§ The problem:
Copy out the lines verbatim, starting at the line containing "Point to the vintage" and ending at the line containing "<point>80,237</point>".

§ Supplied data:
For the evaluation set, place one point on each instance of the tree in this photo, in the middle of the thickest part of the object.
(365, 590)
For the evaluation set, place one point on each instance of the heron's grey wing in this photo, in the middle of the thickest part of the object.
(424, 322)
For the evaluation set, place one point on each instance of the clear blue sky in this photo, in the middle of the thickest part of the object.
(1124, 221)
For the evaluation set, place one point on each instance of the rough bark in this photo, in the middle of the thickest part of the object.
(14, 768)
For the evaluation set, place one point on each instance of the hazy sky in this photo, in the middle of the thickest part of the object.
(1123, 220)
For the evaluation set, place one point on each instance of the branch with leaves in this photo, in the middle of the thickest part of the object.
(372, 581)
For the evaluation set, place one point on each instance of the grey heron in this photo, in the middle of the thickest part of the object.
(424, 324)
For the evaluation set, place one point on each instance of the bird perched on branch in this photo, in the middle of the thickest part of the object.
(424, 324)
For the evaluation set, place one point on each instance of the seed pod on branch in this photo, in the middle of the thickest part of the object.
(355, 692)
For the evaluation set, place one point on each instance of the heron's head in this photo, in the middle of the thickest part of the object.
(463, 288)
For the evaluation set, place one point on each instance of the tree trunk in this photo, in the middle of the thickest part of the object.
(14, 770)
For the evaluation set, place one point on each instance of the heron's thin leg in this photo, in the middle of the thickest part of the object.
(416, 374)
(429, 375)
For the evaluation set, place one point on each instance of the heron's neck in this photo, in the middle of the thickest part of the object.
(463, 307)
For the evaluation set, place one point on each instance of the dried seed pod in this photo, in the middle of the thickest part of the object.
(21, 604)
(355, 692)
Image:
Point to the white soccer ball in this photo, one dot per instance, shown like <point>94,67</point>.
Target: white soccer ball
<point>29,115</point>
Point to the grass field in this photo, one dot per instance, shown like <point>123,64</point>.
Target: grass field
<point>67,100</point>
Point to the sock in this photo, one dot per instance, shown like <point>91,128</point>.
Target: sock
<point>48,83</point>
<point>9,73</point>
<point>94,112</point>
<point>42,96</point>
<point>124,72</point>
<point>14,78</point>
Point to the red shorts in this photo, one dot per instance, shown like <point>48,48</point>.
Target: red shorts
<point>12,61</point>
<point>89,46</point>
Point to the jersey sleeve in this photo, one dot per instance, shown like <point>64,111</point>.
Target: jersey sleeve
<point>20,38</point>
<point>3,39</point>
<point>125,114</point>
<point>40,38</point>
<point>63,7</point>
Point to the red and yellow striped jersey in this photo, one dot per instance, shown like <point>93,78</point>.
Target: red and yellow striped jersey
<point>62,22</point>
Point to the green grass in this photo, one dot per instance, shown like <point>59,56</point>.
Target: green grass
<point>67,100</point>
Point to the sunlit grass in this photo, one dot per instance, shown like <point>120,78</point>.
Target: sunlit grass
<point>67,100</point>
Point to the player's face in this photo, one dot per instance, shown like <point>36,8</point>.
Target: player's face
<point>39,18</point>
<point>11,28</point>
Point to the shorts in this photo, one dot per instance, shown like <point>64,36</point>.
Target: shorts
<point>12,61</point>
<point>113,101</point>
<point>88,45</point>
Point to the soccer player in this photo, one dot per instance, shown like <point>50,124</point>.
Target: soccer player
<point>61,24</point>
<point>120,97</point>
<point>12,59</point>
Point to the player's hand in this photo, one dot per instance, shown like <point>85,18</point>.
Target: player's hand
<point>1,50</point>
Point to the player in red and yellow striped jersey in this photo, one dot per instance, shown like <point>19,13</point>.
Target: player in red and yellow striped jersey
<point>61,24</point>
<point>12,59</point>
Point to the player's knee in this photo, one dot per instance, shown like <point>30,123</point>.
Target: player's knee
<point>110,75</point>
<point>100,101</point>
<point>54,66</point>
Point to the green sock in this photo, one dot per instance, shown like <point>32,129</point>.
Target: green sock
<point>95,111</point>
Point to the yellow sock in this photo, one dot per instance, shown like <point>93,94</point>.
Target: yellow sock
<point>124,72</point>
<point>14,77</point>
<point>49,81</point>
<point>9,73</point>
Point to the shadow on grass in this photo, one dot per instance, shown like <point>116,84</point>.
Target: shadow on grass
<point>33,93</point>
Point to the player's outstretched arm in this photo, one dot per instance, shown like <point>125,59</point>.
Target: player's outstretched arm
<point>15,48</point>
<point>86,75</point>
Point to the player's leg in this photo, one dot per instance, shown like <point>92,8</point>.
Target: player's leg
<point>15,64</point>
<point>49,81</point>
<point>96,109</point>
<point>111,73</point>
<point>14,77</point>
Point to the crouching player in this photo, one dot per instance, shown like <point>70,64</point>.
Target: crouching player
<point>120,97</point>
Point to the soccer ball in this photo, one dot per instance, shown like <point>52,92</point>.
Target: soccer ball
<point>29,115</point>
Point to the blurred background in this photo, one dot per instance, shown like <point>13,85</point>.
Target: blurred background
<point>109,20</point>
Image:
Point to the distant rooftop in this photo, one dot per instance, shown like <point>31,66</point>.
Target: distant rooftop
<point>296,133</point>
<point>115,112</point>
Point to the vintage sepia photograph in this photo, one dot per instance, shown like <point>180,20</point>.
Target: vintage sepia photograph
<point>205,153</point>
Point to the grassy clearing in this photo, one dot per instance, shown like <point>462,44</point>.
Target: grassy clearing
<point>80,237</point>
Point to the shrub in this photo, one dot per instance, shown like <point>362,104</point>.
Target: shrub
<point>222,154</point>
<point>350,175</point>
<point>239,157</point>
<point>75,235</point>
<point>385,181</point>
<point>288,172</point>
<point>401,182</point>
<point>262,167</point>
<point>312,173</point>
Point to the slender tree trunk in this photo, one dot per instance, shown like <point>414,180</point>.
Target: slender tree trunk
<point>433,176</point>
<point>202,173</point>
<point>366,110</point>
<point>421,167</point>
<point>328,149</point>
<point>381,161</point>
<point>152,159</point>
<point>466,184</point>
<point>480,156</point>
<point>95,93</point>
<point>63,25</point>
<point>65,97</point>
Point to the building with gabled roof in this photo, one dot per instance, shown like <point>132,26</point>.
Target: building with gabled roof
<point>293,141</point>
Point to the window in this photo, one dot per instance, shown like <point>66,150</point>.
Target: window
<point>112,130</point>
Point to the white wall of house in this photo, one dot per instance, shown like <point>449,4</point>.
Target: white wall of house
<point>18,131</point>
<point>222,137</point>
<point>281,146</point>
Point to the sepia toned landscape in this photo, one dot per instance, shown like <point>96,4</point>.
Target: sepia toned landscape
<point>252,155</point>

§ The solution:
Point to the vintage sepia photograph in this photo, one dot per instance, shown like <point>180,20</point>.
Target: vintage sepia photograph
<point>205,153</point>
Point to the grassy clearing in this photo, one dot per instance, shown like <point>462,44</point>.
Target: grassy clearing
<point>80,237</point>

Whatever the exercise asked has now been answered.